*PROBLEM REQUIREMENTS*
Please format the lines of the records below as a numbered list, starting from the line that contains "Check this image for any white trim" and continuing through the end of the records, leaving out blank lines and any pictures.

— Start GIVEN RECORDS —

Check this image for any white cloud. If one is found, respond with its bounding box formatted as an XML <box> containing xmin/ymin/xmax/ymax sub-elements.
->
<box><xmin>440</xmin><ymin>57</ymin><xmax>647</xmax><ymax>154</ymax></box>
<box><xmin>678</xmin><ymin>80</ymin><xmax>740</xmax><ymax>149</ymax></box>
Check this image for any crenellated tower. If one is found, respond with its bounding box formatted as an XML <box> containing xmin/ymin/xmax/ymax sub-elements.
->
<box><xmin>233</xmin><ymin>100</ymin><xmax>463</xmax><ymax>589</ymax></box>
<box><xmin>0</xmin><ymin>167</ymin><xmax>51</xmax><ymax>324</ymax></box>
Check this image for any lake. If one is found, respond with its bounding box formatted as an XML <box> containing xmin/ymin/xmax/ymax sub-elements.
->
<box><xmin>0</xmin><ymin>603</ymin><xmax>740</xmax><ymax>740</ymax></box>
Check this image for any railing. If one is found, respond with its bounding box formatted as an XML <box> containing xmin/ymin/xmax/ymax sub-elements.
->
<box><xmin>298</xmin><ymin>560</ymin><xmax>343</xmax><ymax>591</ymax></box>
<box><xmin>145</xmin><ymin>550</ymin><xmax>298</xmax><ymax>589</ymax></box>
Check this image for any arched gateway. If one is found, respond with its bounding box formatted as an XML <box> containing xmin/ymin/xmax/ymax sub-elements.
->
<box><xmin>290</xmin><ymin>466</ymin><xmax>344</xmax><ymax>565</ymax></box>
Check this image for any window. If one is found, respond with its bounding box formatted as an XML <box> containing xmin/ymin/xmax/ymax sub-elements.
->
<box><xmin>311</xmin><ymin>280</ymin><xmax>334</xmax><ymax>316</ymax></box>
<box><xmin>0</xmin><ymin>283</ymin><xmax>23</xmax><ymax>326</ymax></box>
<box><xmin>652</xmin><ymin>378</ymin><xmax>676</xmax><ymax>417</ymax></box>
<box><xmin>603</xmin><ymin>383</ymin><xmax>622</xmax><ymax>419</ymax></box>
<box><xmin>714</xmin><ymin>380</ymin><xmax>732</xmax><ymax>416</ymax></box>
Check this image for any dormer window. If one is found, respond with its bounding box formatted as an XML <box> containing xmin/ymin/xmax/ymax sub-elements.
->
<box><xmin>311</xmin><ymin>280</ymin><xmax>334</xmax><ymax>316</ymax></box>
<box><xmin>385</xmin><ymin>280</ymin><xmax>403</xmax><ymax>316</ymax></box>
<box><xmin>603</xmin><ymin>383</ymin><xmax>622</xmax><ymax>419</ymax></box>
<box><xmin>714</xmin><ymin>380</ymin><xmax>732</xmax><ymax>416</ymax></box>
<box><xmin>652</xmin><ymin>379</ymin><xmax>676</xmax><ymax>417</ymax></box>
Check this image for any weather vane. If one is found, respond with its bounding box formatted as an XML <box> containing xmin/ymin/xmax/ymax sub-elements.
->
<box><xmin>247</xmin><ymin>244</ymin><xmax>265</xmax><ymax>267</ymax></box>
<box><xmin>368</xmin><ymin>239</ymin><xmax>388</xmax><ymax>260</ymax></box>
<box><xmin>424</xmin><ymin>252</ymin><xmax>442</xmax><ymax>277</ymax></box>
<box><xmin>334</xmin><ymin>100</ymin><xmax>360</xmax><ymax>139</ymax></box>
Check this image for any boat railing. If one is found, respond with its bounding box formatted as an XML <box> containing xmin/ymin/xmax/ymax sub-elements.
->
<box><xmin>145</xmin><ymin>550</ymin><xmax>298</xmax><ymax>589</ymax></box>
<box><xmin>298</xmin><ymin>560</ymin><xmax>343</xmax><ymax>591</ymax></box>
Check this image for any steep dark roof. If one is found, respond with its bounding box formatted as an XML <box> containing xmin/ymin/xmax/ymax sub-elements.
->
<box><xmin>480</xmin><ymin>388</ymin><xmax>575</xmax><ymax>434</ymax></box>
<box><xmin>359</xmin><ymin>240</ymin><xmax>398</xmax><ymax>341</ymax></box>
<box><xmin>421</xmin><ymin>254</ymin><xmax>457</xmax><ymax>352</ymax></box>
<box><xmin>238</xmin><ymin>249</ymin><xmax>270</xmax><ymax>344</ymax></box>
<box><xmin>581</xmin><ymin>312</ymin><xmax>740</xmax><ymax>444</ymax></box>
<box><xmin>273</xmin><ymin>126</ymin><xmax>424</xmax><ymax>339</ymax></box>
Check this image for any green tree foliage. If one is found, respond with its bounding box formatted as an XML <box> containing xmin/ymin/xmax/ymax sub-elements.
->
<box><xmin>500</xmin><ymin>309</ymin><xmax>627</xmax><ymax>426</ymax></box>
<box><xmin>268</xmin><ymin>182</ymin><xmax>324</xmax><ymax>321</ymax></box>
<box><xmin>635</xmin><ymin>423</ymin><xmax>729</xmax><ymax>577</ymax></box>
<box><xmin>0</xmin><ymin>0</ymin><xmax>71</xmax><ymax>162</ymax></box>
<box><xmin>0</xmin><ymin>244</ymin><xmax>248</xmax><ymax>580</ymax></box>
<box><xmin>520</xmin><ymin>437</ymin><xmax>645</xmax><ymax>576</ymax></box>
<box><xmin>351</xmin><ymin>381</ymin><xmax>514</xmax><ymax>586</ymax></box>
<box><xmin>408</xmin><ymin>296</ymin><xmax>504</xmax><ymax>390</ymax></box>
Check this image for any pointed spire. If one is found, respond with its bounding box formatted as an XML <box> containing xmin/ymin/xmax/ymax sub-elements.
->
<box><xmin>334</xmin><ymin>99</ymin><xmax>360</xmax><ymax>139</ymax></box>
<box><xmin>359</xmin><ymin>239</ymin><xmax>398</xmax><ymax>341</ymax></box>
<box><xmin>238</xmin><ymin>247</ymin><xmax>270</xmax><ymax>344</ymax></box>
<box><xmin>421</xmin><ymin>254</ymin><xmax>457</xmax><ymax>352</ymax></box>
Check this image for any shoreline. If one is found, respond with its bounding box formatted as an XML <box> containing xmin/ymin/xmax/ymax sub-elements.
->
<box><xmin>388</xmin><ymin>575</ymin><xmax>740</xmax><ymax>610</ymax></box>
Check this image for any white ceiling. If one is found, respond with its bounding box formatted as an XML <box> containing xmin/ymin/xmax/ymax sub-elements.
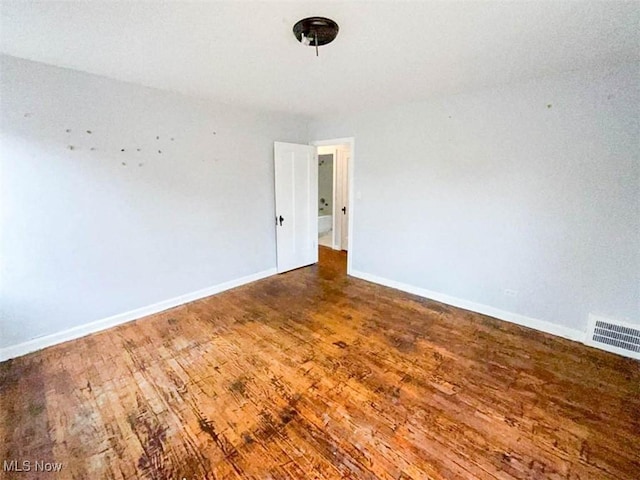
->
<box><xmin>0</xmin><ymin>0</ymin><xmax>640</xmax><ymax>116</ymax></box>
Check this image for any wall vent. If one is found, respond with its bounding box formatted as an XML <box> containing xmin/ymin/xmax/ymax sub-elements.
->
<box><xmin>584</xmin><ymin>315</ymin><xmax>640</xmax><ymax>360</ymax></box>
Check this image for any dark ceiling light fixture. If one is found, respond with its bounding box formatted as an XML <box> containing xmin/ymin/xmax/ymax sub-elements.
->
<box><xmin>293</xmin><ymin>17</ymin><xmax>339</xmax><ymax>57</ymax></box>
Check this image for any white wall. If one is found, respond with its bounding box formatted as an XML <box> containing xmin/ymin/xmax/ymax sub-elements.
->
<box><xmin>0</xmin><ymin>56</ymin><xmax>307</xmax><ymax>347</ymax></box>
<box><xmin>310</xmin><ymin>64</ymin><xmax>640</xmax><ymax>332</ymax></box>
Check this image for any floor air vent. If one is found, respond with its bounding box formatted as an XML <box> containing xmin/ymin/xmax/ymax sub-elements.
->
<box><xmin>585</xmin><ymin>315</ymin><xmax>640</xmax><ymax>360</ymax></box>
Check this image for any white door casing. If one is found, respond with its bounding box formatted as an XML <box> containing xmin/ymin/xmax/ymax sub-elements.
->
<box><xmin>274</xmin><ymin>142</ymin><xmax>318</xmax><ymax>273</ymax></box>
<box><xmin>337</xmin><ymin>148</ymin><xmax>350</xmax><ymax>250</ymax></box>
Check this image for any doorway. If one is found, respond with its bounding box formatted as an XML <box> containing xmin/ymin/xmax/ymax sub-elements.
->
<box><xmin>311</xmin><ymin>138</ymin><xmax>353</xmax><ymax>271</ymax></box>
<box><xmin>274</xmin><ymin>138</ymin><xmax>354</xmax><ymax>274</ymax></box>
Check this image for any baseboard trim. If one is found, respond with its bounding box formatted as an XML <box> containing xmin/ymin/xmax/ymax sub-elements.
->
<box><xmin>350</xmin><ymin>270</ymin><xmax>585</xmax><ymax>342</ymax></box>
<box><xmin>0</xmin><ymin>268</ymin><xmax>277</xmax><ymax>362</ymax></box>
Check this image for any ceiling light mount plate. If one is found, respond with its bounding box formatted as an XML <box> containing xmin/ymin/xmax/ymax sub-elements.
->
<box><xmin>293</xmin><ymin>17</ymin><xmax>339</xmax><ymax>54</ymax></box>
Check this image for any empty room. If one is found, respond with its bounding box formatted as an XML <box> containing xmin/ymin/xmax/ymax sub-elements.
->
<box><xmin>0</xmin><ymin>0</ymin><xmax>640</xmax><ymax>480</ymax></box>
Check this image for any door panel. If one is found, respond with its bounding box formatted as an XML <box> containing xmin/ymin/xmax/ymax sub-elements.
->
<box><xmin>274</xmin><ymin>142</ymin><xmax>318</xmax><ymax>273</ymax></box>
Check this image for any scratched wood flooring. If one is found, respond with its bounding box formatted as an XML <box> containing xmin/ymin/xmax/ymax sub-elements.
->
<box><xmin>0</xmin><ymin>249</ymin><xmax>640</xmax><ymax>480</ymax></box>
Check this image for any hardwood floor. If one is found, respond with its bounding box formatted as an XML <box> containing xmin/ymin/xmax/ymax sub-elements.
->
<box><xmin>0</xmin><ymin>249</ymin><xmax>640</xmax><ymax>480</ymax></box>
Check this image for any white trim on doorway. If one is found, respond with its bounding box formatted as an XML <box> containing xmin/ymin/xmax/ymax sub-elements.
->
<box><xmin>309</xmin><ymin>137</ymin><xmax>356</xmax><ymax>275</ymax></box>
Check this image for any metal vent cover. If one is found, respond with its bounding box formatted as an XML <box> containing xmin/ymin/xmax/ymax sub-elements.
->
<box><xmin>585</xmin><ymin>315</ymin><xmax>640</xmax><ymax>360</ymax></box>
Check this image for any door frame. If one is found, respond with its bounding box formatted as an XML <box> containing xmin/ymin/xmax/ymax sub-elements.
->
<box><xmin>309</xmin><ymin>137</ymin><xmax>356</xmax><ymax>275</ymax></box>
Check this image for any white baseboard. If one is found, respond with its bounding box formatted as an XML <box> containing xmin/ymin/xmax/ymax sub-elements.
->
<box><xmin>350</xmin><ymin>270</ymin><xmax>585</xmax><ymax>342</ymax></box>
<box><xmin>0</xmin><ymin>268</ymin><xmax>277</xmax><ymax>362</ymax></box>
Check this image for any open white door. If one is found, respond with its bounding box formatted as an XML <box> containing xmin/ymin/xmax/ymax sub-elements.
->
<box><xmin>274</xmin><ymin>142</ymin><xmax>318</xmax><ymax>273</ymax></box>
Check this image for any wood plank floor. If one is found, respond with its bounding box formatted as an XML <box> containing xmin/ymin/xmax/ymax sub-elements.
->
<box><xmin>0</xmin><ymin>249</ymin><xmax>640</xmax><ymax>480</ymax></box>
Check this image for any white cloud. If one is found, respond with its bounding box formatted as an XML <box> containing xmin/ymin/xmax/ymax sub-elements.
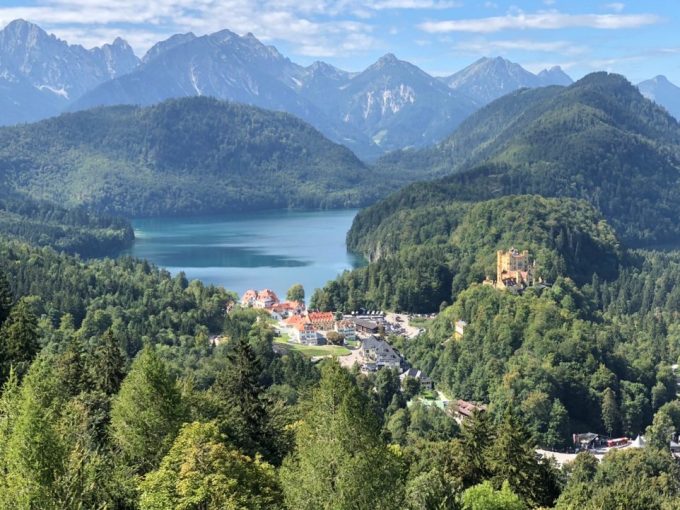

— End GIVEN RECORDS —

*EXERCISE ANSWER*
1. Check this image for any white trim on doorway. If one is found, respond with its bounding box formatted as an XML <box> containing xmin/ymin/xmax/ymax sub-elements.
2. ->
3. <box><xmin>309</xmin><ymin>137</ymin><xmax>356</xmax><ymax>275</ymax></box>
4. Check this image for any metal vent cover. If one is found, respond with its bounding box formatted as an XML <box> containing xmin/ymin/xmax/ymax sub-elements.
5. ->
6. <box><xmin>585</xmin><ymin>315</ymin><xmax>640</xmax><ymax>360</ymax></box>
7. Check this image for any door frame. If one is found, respond with its bounding box formatted as an XML <box> containing xmin/ymin/xmax/ymax sub-elements.
8. ->
9. <box><xmin>309</xmin><ymin>137</ymin><xmax>356</xmax><ymax>275</ymax></box>
10. Check this image for any white baseboard. If one is found, respond with its bounding box formatted as an XML <box> containing xmin/ymin/xmax/ymax sub-elements.
11. ->
12. <box><xmin>350</xmin><ymin>270</ymin><xmax>585</xmax><ymax>342</ymax></box>
13. <box><xmin>0</xmin><ymin>268</ymin><xmax>277</xmax><ymax>362</ymax></box>
14. Check this image for any open white door. If one is found, respond with its bounding box formatted as an XML <box> containing xmin/ymin/xmax/ymax sub-elements.
15. ->
16. <box><xmin>274</xmin><ymin>142</ymin><xmax>318</xmax><ymax>273</ymax></box>
17. Check this image for any wood plank floor. If one is found, respond with its bounding box formatted as an XML <box> containing xmin/ymin/xmax/ymax sub-elements.
18. ->
19. <box><xmin>0</xmin><ymin>249</ymin><xmax>640</xmax><ymax>480</ymax></box>
20. Check this image for any white cloud. If one is found, respond with its bounding box formatted as an XML <box> containing xmin/ymin/xmax/ymax sub-elements.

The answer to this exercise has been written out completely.